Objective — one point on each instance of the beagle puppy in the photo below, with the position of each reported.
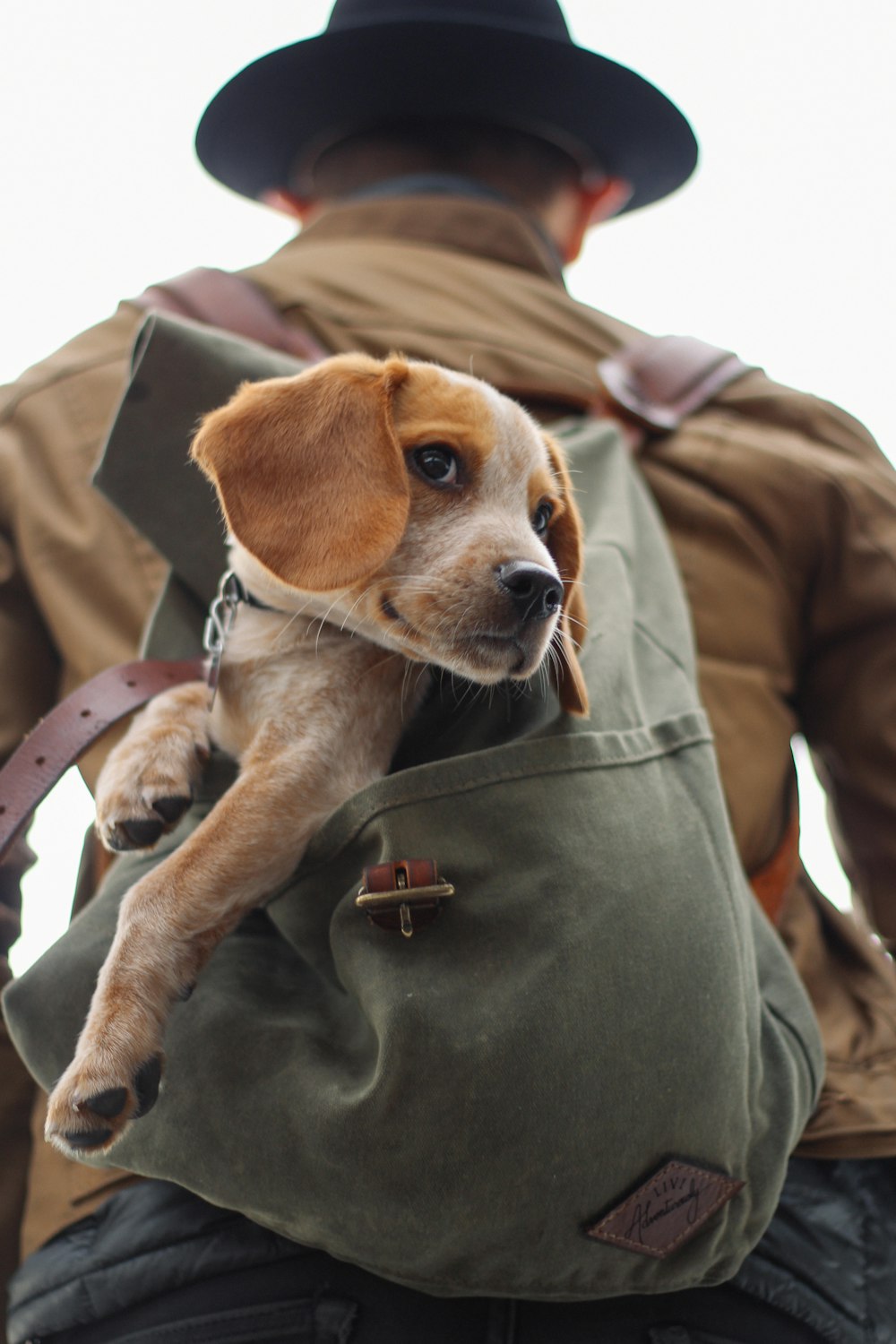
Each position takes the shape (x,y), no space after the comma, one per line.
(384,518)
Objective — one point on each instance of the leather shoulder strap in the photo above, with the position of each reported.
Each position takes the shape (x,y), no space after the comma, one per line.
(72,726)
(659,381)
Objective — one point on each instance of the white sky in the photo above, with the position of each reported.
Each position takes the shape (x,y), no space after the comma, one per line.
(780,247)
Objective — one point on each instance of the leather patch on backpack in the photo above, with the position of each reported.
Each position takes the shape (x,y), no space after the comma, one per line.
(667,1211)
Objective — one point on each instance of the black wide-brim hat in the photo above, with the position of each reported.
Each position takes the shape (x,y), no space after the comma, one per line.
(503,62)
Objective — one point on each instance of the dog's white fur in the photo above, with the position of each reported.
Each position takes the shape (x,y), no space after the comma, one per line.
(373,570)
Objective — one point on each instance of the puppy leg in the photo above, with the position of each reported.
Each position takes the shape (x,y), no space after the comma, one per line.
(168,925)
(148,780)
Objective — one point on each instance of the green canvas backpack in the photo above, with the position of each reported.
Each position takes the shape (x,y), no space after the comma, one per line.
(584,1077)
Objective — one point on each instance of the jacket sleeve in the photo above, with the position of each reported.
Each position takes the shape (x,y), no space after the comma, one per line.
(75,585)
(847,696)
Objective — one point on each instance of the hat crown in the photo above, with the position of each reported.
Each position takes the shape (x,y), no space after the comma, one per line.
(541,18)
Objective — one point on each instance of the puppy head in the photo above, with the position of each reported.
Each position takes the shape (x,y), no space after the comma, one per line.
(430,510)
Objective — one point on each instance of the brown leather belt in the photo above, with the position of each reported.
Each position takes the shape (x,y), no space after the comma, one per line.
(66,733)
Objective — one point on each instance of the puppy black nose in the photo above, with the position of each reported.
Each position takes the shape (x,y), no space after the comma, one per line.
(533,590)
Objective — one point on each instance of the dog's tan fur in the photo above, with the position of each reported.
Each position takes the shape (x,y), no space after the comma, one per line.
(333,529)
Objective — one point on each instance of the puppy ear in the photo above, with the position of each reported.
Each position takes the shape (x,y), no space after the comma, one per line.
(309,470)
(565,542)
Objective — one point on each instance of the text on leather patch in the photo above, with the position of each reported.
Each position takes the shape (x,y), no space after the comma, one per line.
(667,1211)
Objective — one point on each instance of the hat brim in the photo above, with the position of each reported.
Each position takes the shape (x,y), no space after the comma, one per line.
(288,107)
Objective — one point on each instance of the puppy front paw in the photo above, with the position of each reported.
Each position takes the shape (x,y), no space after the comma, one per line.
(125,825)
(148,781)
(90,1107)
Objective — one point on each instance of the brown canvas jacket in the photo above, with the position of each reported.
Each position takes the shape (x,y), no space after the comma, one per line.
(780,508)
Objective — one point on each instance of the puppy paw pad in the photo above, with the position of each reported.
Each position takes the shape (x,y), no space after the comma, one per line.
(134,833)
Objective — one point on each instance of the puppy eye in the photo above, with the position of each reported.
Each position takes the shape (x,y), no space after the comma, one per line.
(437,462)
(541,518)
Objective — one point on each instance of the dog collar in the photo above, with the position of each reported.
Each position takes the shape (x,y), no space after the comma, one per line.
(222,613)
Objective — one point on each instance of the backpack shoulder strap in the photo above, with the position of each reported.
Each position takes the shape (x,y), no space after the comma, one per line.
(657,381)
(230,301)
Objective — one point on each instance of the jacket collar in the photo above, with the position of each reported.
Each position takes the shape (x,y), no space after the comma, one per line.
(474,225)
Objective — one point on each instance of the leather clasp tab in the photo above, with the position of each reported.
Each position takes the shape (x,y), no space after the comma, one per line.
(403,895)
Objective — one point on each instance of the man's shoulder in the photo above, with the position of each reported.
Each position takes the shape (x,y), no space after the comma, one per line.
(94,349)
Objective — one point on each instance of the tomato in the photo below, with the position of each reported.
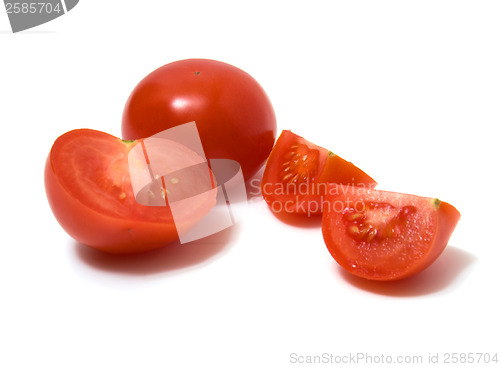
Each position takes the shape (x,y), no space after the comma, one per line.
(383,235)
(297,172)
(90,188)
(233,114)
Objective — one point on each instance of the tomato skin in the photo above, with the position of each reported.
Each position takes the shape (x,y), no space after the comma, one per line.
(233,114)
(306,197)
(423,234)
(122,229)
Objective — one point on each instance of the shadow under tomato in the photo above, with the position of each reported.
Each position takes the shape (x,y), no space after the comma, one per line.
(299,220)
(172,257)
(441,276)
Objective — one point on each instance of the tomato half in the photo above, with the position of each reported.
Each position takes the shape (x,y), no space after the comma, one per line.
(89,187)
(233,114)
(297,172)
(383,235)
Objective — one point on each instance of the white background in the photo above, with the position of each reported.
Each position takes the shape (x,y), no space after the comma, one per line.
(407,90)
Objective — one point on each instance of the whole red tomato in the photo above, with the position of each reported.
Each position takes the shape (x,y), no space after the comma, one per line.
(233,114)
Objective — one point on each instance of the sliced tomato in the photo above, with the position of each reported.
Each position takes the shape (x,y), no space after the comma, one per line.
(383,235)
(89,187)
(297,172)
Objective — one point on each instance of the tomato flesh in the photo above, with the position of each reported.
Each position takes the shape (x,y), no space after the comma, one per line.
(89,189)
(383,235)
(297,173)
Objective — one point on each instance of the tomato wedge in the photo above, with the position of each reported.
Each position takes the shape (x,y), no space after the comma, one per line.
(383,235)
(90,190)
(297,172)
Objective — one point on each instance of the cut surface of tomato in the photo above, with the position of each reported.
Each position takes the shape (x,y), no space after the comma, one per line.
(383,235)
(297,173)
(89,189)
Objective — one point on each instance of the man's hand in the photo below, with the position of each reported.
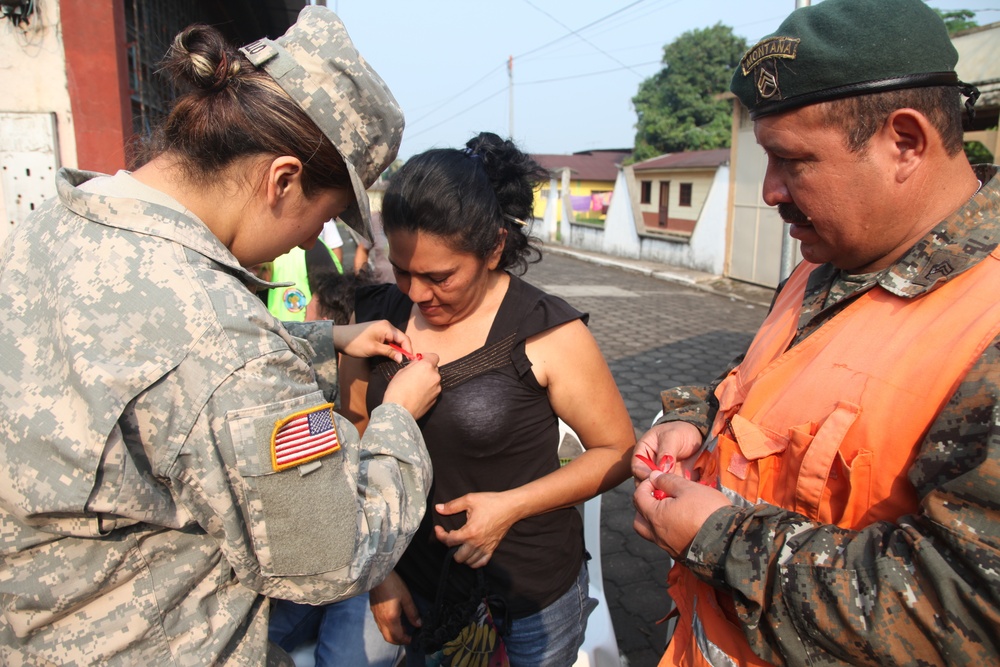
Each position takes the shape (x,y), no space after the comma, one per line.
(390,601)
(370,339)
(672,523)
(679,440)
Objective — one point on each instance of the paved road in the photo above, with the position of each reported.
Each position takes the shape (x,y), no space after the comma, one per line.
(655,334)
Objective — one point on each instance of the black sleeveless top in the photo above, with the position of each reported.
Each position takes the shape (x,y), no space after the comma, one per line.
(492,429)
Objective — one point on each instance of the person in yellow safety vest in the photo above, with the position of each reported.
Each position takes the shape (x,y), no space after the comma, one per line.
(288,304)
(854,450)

####

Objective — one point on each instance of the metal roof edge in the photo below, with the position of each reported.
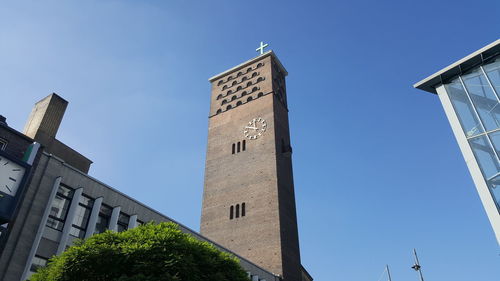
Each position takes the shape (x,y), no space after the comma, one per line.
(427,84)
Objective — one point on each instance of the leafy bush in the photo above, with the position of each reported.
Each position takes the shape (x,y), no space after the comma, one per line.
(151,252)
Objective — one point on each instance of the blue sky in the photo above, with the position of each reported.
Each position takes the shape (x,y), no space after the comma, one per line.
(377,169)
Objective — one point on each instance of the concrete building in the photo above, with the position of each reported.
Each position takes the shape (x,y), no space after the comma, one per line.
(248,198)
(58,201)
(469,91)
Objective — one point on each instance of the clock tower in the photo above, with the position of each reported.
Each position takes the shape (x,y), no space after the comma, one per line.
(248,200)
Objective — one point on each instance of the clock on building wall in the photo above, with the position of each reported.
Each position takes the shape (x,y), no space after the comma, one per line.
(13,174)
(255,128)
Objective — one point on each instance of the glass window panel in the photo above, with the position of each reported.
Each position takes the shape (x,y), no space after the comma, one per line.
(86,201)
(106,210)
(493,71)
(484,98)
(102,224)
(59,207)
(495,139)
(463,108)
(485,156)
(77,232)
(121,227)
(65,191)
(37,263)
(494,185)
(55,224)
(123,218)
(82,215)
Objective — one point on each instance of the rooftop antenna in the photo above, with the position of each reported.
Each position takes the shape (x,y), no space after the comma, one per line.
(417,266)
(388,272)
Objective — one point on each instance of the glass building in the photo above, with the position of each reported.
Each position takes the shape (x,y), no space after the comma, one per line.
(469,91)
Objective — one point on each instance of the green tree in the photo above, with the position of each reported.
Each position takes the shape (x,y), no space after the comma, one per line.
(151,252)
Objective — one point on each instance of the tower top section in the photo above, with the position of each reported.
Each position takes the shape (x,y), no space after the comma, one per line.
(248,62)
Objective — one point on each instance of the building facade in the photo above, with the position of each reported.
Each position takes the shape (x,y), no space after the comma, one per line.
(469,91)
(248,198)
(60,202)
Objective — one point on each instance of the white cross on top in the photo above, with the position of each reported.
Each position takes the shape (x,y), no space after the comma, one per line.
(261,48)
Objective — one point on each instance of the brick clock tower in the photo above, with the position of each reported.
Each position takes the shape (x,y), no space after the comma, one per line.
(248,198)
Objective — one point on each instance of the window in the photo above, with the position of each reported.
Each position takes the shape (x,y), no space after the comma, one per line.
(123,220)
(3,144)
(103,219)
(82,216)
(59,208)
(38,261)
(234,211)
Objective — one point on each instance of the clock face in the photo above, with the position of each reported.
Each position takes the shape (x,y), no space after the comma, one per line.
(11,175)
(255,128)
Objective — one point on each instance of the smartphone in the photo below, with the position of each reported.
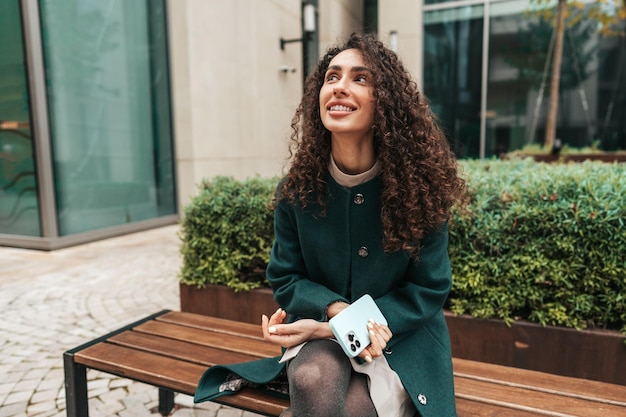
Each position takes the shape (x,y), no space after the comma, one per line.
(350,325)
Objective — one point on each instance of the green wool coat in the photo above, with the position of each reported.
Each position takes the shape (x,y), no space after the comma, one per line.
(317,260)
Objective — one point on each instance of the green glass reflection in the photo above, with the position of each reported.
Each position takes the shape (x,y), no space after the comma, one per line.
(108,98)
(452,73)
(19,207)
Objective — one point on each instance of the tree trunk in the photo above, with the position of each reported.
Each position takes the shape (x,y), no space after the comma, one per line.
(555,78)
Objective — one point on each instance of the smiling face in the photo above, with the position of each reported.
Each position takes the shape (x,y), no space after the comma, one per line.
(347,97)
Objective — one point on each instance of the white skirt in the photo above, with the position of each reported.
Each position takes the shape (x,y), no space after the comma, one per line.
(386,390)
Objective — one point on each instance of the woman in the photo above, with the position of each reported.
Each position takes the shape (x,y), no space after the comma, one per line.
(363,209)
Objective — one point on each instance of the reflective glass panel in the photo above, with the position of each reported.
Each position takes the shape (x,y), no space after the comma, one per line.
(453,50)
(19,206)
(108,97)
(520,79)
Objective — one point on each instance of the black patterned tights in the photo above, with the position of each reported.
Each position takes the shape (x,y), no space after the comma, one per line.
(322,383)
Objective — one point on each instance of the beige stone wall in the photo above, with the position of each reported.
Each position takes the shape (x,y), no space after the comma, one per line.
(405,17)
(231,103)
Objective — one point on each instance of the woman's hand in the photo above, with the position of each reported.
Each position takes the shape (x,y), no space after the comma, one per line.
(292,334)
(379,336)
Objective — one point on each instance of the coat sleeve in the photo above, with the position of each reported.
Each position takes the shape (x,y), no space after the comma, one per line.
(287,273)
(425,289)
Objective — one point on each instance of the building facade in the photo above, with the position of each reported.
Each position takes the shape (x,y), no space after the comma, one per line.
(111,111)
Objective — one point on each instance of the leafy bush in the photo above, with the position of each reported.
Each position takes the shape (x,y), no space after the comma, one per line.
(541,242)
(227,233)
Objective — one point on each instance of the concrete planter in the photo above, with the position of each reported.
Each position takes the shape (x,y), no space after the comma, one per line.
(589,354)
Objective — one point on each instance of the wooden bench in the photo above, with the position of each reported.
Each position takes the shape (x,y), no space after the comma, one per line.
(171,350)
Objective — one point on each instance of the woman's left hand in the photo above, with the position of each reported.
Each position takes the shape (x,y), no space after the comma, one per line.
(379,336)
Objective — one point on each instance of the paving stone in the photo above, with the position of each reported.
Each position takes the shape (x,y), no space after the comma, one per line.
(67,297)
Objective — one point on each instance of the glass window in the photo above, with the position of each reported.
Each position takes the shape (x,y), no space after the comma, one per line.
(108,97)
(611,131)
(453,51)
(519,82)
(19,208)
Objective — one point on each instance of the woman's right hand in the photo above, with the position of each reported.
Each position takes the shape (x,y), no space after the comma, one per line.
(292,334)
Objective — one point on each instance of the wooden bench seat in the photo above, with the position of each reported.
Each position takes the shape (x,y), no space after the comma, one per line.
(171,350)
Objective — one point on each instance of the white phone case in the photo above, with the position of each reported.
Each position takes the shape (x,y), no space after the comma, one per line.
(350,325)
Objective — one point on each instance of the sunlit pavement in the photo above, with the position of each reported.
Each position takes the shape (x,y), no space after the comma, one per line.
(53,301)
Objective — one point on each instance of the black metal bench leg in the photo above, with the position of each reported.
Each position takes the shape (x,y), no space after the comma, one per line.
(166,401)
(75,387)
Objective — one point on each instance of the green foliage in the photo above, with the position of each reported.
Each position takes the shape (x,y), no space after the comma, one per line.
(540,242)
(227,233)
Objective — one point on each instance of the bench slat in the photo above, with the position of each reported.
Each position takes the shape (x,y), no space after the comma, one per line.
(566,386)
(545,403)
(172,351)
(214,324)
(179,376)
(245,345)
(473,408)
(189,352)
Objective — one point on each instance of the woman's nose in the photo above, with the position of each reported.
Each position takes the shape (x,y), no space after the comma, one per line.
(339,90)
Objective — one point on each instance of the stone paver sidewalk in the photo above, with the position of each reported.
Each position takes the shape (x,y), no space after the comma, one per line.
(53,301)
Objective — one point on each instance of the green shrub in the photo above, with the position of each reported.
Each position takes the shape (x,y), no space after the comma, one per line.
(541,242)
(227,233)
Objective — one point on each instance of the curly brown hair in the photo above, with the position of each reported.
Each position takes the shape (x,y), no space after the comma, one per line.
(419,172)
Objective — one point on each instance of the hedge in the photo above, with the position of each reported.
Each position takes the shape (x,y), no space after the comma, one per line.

####

* [WORK TO COMPLETE]: List every line in the items above that contains the word "clock".

* [SOLUTION FOR THIS PROBLEM]:
Objective — one point on each instance of the clock tower in the photo above, with the position of each reported.
Objective — one point on each instance of the clock on building wall in the photo above, with the position of each reported.
Objective — one point on each instance of the brick clock tower in the photo above, with the position of each reported.
Objective — one point on each instance of the clock face in the photo above, with the position of each reported.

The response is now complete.